TASK: Transcribe everything in the listing from its start down to the line containing "173L41 177L57 176L103", both ends included, leaving out the pictures.

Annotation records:

--------------------

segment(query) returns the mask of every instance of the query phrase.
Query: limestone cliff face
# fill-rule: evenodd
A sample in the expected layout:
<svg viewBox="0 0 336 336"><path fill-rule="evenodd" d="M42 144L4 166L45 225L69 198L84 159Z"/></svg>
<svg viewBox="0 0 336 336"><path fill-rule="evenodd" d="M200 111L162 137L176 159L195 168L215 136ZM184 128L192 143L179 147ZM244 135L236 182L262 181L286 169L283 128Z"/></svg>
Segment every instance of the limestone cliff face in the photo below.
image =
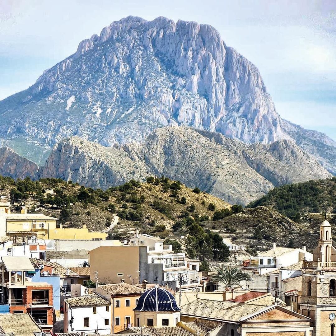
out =
<svg viewBox="0 0 336 336"><path fill-rule="evenodd" d="M35 177L38 166L35 162L20 156L13 150L0 147L0 175L16 179Z"/></svg>
<svg viewBox="0 0 336 336"><path fill-rule="evenodd" d="M39 173L41 177L57 176L103 189L148 175L143 163L130 159L123 151L76 137L55 146Z"/></svg>
<svg viewBox="0 0 336 336"><path fill-rule="evenodd" d="M129 17L0 102L0 137L52 146L78 135L104 145L185 125L247 142L288 136L256 67L210 26Z"/></svg>
<svg viewBox="0 0 336 336"><path fill-rule="evenodd" d="M54 148L42 177L107 188L164 175L232 203L246 204L284 183L329 177L311 156L287 140L248 145L190 127L158 129L142 144L111 148L72 138Z"/></svg>

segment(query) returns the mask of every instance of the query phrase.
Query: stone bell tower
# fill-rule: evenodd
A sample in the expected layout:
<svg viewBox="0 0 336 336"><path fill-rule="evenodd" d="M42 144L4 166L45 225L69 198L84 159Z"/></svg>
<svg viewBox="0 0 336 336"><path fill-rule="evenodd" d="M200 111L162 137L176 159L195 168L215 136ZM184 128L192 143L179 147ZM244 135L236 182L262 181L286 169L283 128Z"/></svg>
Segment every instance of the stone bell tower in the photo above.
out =
<svg viewBox="0 0 336 336"><path fill-rule="evenodd" d="M336 249L332 242L331 226L326 220L320 226L313 261L303 262L300 309L312 320L313 336L336 336Z"/></svg>

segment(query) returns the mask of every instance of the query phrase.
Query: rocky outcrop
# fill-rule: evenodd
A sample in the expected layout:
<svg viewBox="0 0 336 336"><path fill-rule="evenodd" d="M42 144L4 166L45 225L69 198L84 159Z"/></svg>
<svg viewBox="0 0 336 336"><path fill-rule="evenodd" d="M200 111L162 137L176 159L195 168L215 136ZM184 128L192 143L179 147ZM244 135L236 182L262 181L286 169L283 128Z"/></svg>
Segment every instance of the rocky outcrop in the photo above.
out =
<svg viewBox="0 0 336 336"><path fill-rule="evenodd" d="M104 147L76 137L53 149L41 177L57 177L86 186L106 189L149 173L143 163L130 158L123 150Z"/></svg>
<svg viewBox="0 0 336 336"><path fill-rule="evenodd" d="M289 137L256 67L210 26L129 17L0 102L0 136L111 146L185 125L246 142Z"/></svg>
<svg viewBox="0 0 336 336"><path fill-rule="evenodd" d="M0 147L0 175L16 179L36 177L38 166L7 147Z"/></svg>
<svg viewBox="0 0 336 336"><path fill-rule="evenodd" d="M75 137L54 148L42 177L105 188L131 178L165 175L232 203L246 204L275 186L330 174L287 140L247 144L190 127L158 129L142 144L104 147Z"/></svg>

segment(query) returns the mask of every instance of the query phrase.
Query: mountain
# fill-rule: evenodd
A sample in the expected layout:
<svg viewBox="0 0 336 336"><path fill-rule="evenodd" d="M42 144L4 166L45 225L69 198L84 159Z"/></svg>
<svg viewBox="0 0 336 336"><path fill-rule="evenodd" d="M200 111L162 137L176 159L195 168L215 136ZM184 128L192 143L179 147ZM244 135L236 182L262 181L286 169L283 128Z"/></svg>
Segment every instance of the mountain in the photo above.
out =
<svg viewBox="0 0 336 336"><path fill-rule="evenodd" d="M103 189L164 175L242 204L276 185L331 176L288 140L248 145L184 126L158 128L143 143L116 148L77 137L66 139L55 146L39 173Z"/></svg>
<svg viewBox="0 0 336 336"><path fill-rule="evenodd" d="M7 147L0 147L0 175L13 178L34 178L38 166Z"/></svg>
<svg viewBox="0 0 336 336"><path fill-rule="evenodd" d="M46 148L74 135L111 147L184 125L247 143L292 141L336 171L336 143L282 119L255 66L195 22L113 22L0 102L0 115L3 142L20 154L28 146L40 163Z"/></svg>
<svg viewBox="0 0 336 336"><path fill-rule="evenodd" d="M334 177L275 188L248 206L271 207L285 215L292 217L298 218L298 213L301 215L305 213L326 211L335 213L335 196L336 178ZM298 219L299 220L299 218Z"/></svg>

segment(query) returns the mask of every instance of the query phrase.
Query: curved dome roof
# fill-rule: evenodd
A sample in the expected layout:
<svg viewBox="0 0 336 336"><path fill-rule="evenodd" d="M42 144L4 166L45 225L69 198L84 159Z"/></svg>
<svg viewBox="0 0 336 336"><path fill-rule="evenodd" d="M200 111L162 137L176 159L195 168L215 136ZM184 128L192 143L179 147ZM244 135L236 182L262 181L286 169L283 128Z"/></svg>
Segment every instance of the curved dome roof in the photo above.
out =
<svg viewBox="0 0 336 336"><path fill-rule="evenodd" d="M157 286L148 289L139 298L134 310L139 311L180 311L174 296Z"/></svg>
<svg viewBox="0 0 336 336"><path fill-rule="evenodd" d="M321 226L331 226L330 223L326 220L324 221L321 224Z"/></svg>

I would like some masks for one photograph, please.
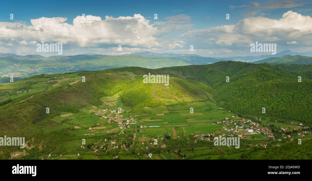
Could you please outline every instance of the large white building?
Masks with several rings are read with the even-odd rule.
[[[253,132],[253,130],[252,129],[247,129],[246,130],[249,133],[252,133]]]

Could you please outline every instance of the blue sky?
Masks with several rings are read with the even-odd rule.
[[[0,22],[2,23],[3,27],[9,28],[3,31],[7,34],[0,33],[0,47],[7,47],[2,53],[37,53],[33,45],[35,42],[45,41],[62,43],[65,55],[81,52],[120,54],[149,51],[223,57],[252,55],[248,51],[250,48],[248,45],[256,41],[264,40],[264,43],[278,43],[278,52],[286,49],[301,52],[311,51],[307,43],[310,40],[305,40],[303,38],[305,36],[306,39],[307,36],[310,37],[310,34],[307,36],[307,33],[310,33],[311,30],[304,24],[311,23],[312,4],[306,1],[5,1],[2,3],[0,7]],[[287,14],[283,17],[285,13]],[[14,15],[13,20],[10,18],[11,13]],[[79,32],[77,26],[73,27],[73,20],[84,13],[92,16],[87,17],[88,22],[101,21],[103,23],[91,23],[99,26],[97,28],[92,25],[95,28],[93,29],[84,27],[83,24],[85,22],[79,20],[82,25],[81,28],[86,28],[83,33],[87,34],[85,39],[80,41],[83,34]],[[157,20],[154,18],[155,13],[157,14]],[[226,19],[227,13],[230,14],[229,20]],[[292,21],[295,21],[294,17],[299,13],[306,18],[300,22],[301,24],[293,27],[292,24],[297,23]],[[124,21],[118,18],[120,17],[133,18],[135,14],[139,14],[142,17]],[[109,21],[105,19],[107,16],[114,19]],[[100,20],[94,18],[97,17],[100,17]],[[31,22],[31,19],[42,17],[46,18],[44,21],[35,21],[36,27]],[[67,20],[50,23],[54,17],[66,18]],[[283,19],[275,22],[281,18]],[[133,22],[134,19],[136,23]],[[145,20],[148,21],[148,24],[146,24],[146,27],[140,26],[140,22]],[[259,23],[255,23],[257,22]],[[65,23],[71,26],[60,26]],[[258,27],[257,29],[263,28],[263,32],[256,32],[252,27],[261,23],[265,27]],[[45,27],[46,24],[51,26]],[[129,26],[133,27],[129,30],[132,33],[128,32],[124,35],[123,31]],[[99,30],[99,28],[108,27],[109,30]],[[290,30],[290,28],[298,32]],[[111,32],[115,28],[118,32]],[[36,36],[34,31],[41,32],[38,31]],[[108,31],[105,33],[105,31]],[[12,31],[14,33],[10,33]],[[252,33],[254,34],[248,33],[251,31],[254,32]],[[302,34],[298,34],[300,32]],[[290,33],[296,35],[287,35]],[[14,33],[20,36],[12,34]],[[115,39],[113,39],[113,37],[116,37]],[[95,40],[96,37],[99,37],[99,39]],[[125,48],[122,52],[116,51],[116,45],[119,44]],[[190,45],[193,45],[195,51],[189,52]]]

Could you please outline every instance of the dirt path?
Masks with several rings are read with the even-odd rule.
[[[16,106],[20,106],[22,104],[24,104],[25,103],[23,103],[22,104],[18,104],[18,105],[15,106],[14,106],[14,107],[12,107],[12,108],[7,108],[6,109],[1,109],[1,110],[0,110],[0,111],[2,111],[2,110],[5,110],[6,109],[11,109],[11,108],[15,108]]]
[[[174,128],[172,128],[172,132],[173,133],[173,139],[175,139],[178,138],[178,135],[177,135],[177,131]]]
[[[165,158],[165,160],[168,160],[168,158],[166,158],[166,157],[163,155],[163,153],[160,153],[160,155],[161,155],[161,156],[163,157],[163,158]]]

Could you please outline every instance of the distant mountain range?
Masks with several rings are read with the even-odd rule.
[[[14,53],[0,53],[0,83],[7,82],[11,76],[17,80],[40,74],[99,70],[125,67],[158,68],[209,64],[229,60],[255,63],[312,64],[312,58],[310,57],[312,57],[312,52],[298,53],[288,50],[275,55],[223,58],[204,57],[193,54],[150,52],[118,56],[85,53],[48,57],[36,54],[23,56]]]
[[[246,56],[246,57],[223,57],[222,58],[230,59],[231,60],[238,61],[253,62],[257,60],[263,60],[271,57],[279,57],[284,55],[302,55],[307,57],[312,57],[312,52],[308,52],[303,53],[295,52],[289,50],[286,50],[278,53],[275,55],[264,55],[257,56]],[[228,60],[228,59],[227,59]]]
[[[254,62],[253,63],[268,63],[273,64],[297,63],[299,64],[312,64],[312,57],[301,55],[285,55],[280,57],[272,57],[261,60]]]

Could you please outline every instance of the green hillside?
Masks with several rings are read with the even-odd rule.
[[[297,63],[312,64],[312,57],[302,55],[284,55],[279,57],[272,57],[253,62],[255,63]]]
[[[55,58],[61,58],[64,57]],[[209,144],[199,142],[199,145],[194,145],[187,142],[193,139],[194,134],[215,132],[218,135],[227,133],[221,131],[222,125],[212,123],[233,114],[238,118],[235,119],[246,118],[258,121],[255,118],[261,117],[263,122],[259,122],[263,125],[268,123],[278,125],[271,123],[277,120],[279,123],[285,121],[289,124],[284,124],[291,128],[302,128],[290,124],[291,122],[311,126],[312,68],[293,65],[295,65],[229,61],[157,69],[131,67],[38,75],[0,85],[0,135],[25,137],[27,146],[33,148],[27,149],[27,154],[21,156],[25,159],[40,159],[38,155],[51,152],[56,153],[55,156],[78,151],[90,155],[94,151],[80,148],[80,140],[87,138],[91,144],[91,142],[98,143],[100,139],[111,140],[113,135],[121,134],[117,122],[102,116],[112,115],[104,110],[105,108],[113,110],[120,107],[124,118],[138,116],[135,117],[138,120],[134,121],[134,123],[138,122],[137,124],[129,125],[134,128],[125,131],[128,133],[126,139],[129,142],[127,147],[133,141],[135,148],[141,146],[139,138],[133,141],[131,137],[131,132],[137,130],[138,126],[156,126],[156,128],[144,129],[142,134],[144,134],[141,136],[146,137],[147,134],[152,138],[170,133],[181,138],[185,134],[180,138],[183,139],[176,139],[177,137],[173,136],[166,137],[163,141],[169,144],[170,148],[167,151],[180,148],[187,159],[201,159],[201,157],[210,155],[211,151],[207,148],[191,151],[192,147],[210,147]],[[169,75],[169,85],[144,83],[143,75],[149,73]],[[226,81],[227,76],[229,82]],[[302,77],[302,82],[298,82],[298,76]],[[81,81],[83,76],[85,77],[85,82]],[[265,114],[261,113],[263,107],[266,108]],[[46,113],[46,108],[49,108],[49,113]],[[197,114],[189,114],[192,108]],[[100,113],[97,114],[97,112]],[[90,127],[98,128],[99,131],[92,132],[88,129]],[[93,134],[88,134],[91,133]],[[118,136],[124,142],[123,135],[120,135]],[[264,139],[242,141],[242,150],[230,151],[225,158],[260,158],[242,152],[250,148],[251,143],[265,143],[271,138],[261,134],[253,136]],[[310,135],[306,136],[309,138]],[[102,143],[97,144],[100,146],[99,144]],[[18,152],[20,154],[23,151],[18,147],[1,148],[1,159],[15,158],[12,153]],[[133,152],[137,154],[139,151],[142,155],[145,153],[136,149],[125,153]],[[160,148],[150,149],[158,154],[162,153]],[[265,156],[263,151],[259,150],[257,153],[261,154],[256,155],[263,158]],[[205,153],[206,151],[208,153]],[[119,151],[110,149],[108,155],[92,154],[106,159],[108,155],[112,158]],[[208,158],[217,159],[222,152],[214,153],[215,156]],[[46,155],[44,157],[48,158]]]
[[[302,68],[306,70],[291,72],[287,70],[293,70],[290,66],[228,61],[158,70],[211,86],[217,91],[214,96],[217,102],[242,115],[269,116],[310,124],[312,68]],[[226,82],[227,76],[230,82]],[[302,82],[298,82],[299,76]],[[261,112],[263,107],[265,114]]]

--------------------

CORRECT OUTPUT:
segment(query) returns the mask of every instance of the query phrase.
Query: limestone cliff face
# fill-rule: evenodd
A sample in the expected layout:
<svg viewBox="0 0 336 336"><path fill-rule="evenodd" d="M42 144L4 166L45 225L69 198L84 159Z"/></svg>
<svg viewBox="0 0 336 336"><path fill-rule="evenodd" d="M200 111L162 137L176 159L195 168L215 136ZM184 128L192 143L179 147ZM244 135L236 182L262 181L286 169L283 128Z"/></svg>
Segment every instance of the limestone cliff face in the photo below.
image =
out =
<svg viewBox="0 0 336 336"><path fill-rule="evenodd" d="M35 177L38 166L35 162L20 156L13 150L0 147L0 175L16 179Z"/></svg>
<svg viewBox="0 0 336 336"><path fill-rule="evenodd" d="M39 173L41 177L57 176L103 189L148 175L143 163L130 159L123 151L76 137L55 146Z"/></svg>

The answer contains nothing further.